:: Exercise prompt ::
Update the part of the listing that opens with the line containing "Task: one point marks each instance of the woman's hair" and closes with the line containing "x=67, y=272". Write those lines out again with each "comma" changed to "semicolon" and everything else left as it is.

Data items
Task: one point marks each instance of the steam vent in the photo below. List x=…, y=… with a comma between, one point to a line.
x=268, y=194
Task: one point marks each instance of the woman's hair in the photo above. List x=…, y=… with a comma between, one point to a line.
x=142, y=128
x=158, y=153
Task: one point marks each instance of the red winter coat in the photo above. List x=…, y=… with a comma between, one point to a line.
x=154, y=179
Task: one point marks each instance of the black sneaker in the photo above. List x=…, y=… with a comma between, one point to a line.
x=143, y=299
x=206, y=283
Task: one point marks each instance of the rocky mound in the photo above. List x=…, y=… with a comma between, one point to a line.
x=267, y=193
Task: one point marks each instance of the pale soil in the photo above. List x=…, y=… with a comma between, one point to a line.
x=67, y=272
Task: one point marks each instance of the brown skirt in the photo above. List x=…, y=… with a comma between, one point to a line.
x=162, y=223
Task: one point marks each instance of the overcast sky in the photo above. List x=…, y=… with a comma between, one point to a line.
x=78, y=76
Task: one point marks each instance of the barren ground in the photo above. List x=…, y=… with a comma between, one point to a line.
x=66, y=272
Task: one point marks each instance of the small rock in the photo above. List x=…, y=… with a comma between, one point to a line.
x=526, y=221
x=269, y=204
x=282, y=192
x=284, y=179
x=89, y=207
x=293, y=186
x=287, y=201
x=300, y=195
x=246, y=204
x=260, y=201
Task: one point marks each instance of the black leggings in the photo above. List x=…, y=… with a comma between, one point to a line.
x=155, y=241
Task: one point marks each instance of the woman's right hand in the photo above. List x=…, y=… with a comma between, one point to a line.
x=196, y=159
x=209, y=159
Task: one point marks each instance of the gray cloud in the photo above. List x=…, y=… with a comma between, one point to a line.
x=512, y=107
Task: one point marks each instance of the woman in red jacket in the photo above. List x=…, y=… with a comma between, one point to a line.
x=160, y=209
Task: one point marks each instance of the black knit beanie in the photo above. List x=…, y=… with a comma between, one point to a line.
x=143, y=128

:: The solution ::
Task: one point marks each instance of the woman's hair in the photo above. List x=…, y=… with a semicolon between, one point to a line.
x=142, y=128
x=158, y=153
Task: one point marks each instance of the red winter coat in the photo above. List x=…, y=… with a semicolon between, one point to a line.
x=154, y=179
Task: one point marks each instance of the black sneaker in the photo above. List x=…, y=… with a semicolon between, one point to a line.
x=143, y=299
x=206, y=283
Task: one point marks each instance of the rocky mound in the photo above. List x=…, y=… with a semicolon between, one point to a line.
x=267, y=193
Task: one point marks each instance of the pale soil in the photo above. List x=…, y=… with a semicolon between, one point to a line.
x=67, y=272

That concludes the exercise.